Dr. Hartshorne said it’s a good opportunity to study how children learn languages, including multiple languages. “I don’t know that we’ve had recent historical precedent for a child’s world to be shrunk down to just the immediate family for months at a time,” he wrote in an email.

Dr. Huang plans to use speech-recognition software to analyze the recordings; for example, identifying the number of speakers and languages in each conversation, and tracking any changes. This could help us understand how multilingual children deploy their different languages as learning tools, such as using their knowledge of one to acquire the next.

In the past, Dr. Huang said, many researchers and policymakers viewed a child as a water glass that could only hold so much liquid. “So we’re just trying to cram as much of one language as opposed to another language,” she said. This led to some parents and teachers using only English with children, and suppressing second languages. Now most experts say children use languages flexibly, changing them for the situation.

Dr. Huang experienced this herself. When she was 5 years old, she moved to the United States from Taiwan, where she’d spoken Mandarin to her mother. But in the U.S., she began replying in English. It was only as an adult that she realized how much Mandarin meant to her. Now she uses it again with her mother.

“I find a lot of comfort in Mandarin,” she said. “It reminds me of my mom and home.” In an email, she described language as a “living marker of history and cultural identity,” linking immigrant families to their place of origin.

Dr. Huang said that my son’s radical switch to German might be similar. Amid the upheaval of Covid-19, he might be turning to a reassuring language that he associates with me: “We’re all reaching for some things that feel familiar.”

Earlier this year, Dr. Huang’s mother joined her to help with child care, and within only a week or so, Huang noticed her 6-year-old daughter engaging more with Mandarin.

Dr. Hartshorne and his partner are also raising their daughter in English and Mandarin, but they have seen the opposite effect. “Initially, we were full of energy and actually speaking more Mandarin to our daughter, and her Mandarin actually started to improve relative to her English,” he wrote. “As the weeks have worn on, we’ve worn down.” English has become the family’s default language, though the daughter still understands Mandarin.

For some parents, the school closures are an opportunity to challenge bigger linguistic hierarchies. Medadi Ssentanda, Ph.D., is a lecturer in African languages at Makerere University in Uganda, and a specialist in mother tongue education. More than 42 Indigenous languages are spoken in Uganda, but formal education is delivered in English, a legacy of colonialism. Dr. Ssentanda has observed that the local language — Luganda — in his own neighborhood has gained strength during lockdown.

Task goal:
According to the passage on children's languages during lockdown, how old was Dr. Huang when she moved from Taiwan to the United States? The items have no connection to the passage on children's languages during lockdown.

Records shown:
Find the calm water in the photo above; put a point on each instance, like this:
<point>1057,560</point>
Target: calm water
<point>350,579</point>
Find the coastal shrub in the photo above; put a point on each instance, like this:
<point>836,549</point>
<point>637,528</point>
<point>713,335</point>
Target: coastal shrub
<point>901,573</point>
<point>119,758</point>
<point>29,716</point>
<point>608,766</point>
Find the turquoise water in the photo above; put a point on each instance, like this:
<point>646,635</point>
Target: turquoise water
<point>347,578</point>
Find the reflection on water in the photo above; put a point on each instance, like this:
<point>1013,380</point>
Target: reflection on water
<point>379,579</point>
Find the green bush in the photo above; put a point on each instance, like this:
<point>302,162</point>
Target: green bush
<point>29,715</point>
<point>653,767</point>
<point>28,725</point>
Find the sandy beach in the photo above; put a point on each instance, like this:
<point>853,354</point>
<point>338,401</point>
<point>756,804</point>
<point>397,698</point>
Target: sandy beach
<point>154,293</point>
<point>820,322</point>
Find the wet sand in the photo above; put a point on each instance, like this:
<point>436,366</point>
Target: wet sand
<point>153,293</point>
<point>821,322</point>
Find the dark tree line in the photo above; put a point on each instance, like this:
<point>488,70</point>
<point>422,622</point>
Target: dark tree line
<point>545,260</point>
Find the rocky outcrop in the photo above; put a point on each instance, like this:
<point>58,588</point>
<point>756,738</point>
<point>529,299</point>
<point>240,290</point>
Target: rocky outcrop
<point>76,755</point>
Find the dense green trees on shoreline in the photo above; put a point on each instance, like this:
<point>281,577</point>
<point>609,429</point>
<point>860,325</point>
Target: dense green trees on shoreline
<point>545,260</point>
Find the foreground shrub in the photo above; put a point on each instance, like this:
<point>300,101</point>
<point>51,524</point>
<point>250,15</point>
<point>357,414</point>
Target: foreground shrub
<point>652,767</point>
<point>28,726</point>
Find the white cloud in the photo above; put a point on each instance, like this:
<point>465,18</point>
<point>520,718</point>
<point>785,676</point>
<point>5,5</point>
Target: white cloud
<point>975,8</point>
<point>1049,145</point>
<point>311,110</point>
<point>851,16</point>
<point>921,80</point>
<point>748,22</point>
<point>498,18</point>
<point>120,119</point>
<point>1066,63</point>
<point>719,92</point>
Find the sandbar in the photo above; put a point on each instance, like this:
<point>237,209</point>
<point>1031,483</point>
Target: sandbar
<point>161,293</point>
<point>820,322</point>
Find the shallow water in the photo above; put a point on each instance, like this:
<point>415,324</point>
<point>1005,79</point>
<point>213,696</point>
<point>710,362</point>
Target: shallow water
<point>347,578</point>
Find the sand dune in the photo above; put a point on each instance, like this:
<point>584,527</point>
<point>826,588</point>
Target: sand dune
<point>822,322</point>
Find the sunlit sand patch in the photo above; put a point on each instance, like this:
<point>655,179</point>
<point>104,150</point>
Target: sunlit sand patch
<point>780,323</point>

Worked solution:
She was 5 years old.